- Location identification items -
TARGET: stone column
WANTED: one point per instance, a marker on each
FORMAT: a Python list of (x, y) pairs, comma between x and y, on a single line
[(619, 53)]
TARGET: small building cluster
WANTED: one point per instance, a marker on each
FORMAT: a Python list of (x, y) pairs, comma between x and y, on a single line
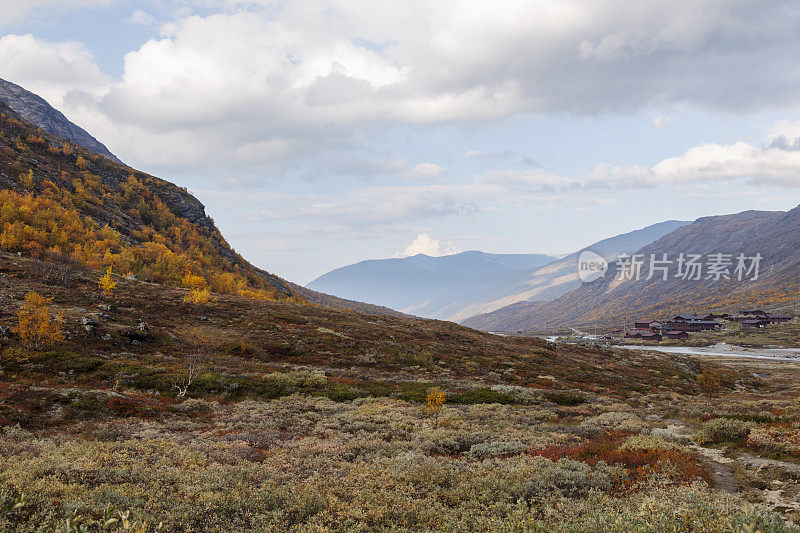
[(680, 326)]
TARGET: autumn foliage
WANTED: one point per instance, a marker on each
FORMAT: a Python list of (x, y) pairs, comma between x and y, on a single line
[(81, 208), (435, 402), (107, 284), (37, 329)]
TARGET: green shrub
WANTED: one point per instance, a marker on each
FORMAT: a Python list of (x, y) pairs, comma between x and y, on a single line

- SHORT PROBLEM -
Write out all of the rows above again, requests included, multiplying every coordinate in the answers by 2.5 and rounding each result to a whole number with halves rounded up. Leave the pictures out.

- TASK ANSWER -
TARGET: stone column
WANTED: one point per instance, a marker on each
FORMAT: a Python list of (x, y) pairs, comma between x and y, on a single line
[(1548, 133)]
TARGET: small building cluster
WANTED: one point per instance, a marker on each
FORMAT: a Python list of (x, y) pairs, comma between x and y, on a single line
[(1700, 815)]
TARGET: autumn foliage
WANTED: one point per instance, a marker on each
FORMAT: a Python list of (x, y) pairs, comma between x and y, on a single line
[(203, 520), (1088, 1005), (268, 710), (93, 823)]
TARGET: green shrub
WANTED: one point per instance, a marker on each
FORMAT: a Python list of (x, y) pairs, comma between x and y, on a single line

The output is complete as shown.